§ RECORDED DATA

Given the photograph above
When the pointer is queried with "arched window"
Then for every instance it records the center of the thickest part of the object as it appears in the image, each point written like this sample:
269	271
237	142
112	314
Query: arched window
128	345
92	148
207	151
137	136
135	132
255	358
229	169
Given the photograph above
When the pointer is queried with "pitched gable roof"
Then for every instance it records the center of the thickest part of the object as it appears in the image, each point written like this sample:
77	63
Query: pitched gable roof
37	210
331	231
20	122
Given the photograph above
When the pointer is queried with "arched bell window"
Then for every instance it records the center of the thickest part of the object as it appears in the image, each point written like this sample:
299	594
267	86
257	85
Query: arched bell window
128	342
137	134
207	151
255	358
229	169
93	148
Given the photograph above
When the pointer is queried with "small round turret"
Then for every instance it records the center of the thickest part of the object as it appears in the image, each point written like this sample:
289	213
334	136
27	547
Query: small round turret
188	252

§ YOUR OBJECTIVE
Render every line of the records above as a JSON list of strings, one string per line, with blank lines omitted.

§ THE SOLUTION
[
  "Given the photograph above",
  "When the pointer is queried with \"arched window\"",
  "Then for every instance it records the center of the thickest part of the object as it appears in the image, each point written like this sample:",
  "269\t271",
  "237\t142",
  "112\t314",
  "Query: arched window",
  "128\t345",
  "92\t148",
  "207\t151",
  "137\t136",
  "135\t132",
  "255\t358",
  "229\t169",
  "Given the photograph above",
  "When the pointer is queried with \"pitched gable roof\"",
  "Then for every instance it records the center of the thickest part of the object as it appears in the image, each point written like this sample:",
  "77\t63",
  "Query: pitched gable roof",
  "37\t210",
  "331\t231",
  "20\t122",
  "Given the photograph above",
  "When the pointer is queried with \"arched bell window\"",
  "Then for every instance it records the center of the thickest part of the object as it appears in the image, each point written like this sample:",
  "299\t594",
  "267\t86",
  "257\t85",
  "Query: arched bell window",
  "128\t342",
  "137\t134",
  "207\t151",
  "255\t358",
  "229\t169",
  "93\t148",
  "Given the photograph above",
  "When the pointer is queried with \"small round turret\"",
  "Then for every instance it records the center of the thickest part of the object as it appears in the image, each point written like this sample:",
  "289\t213",
  "334\t136",
  "27\t547",
  "Query: small round turret",
  "188\t252"
]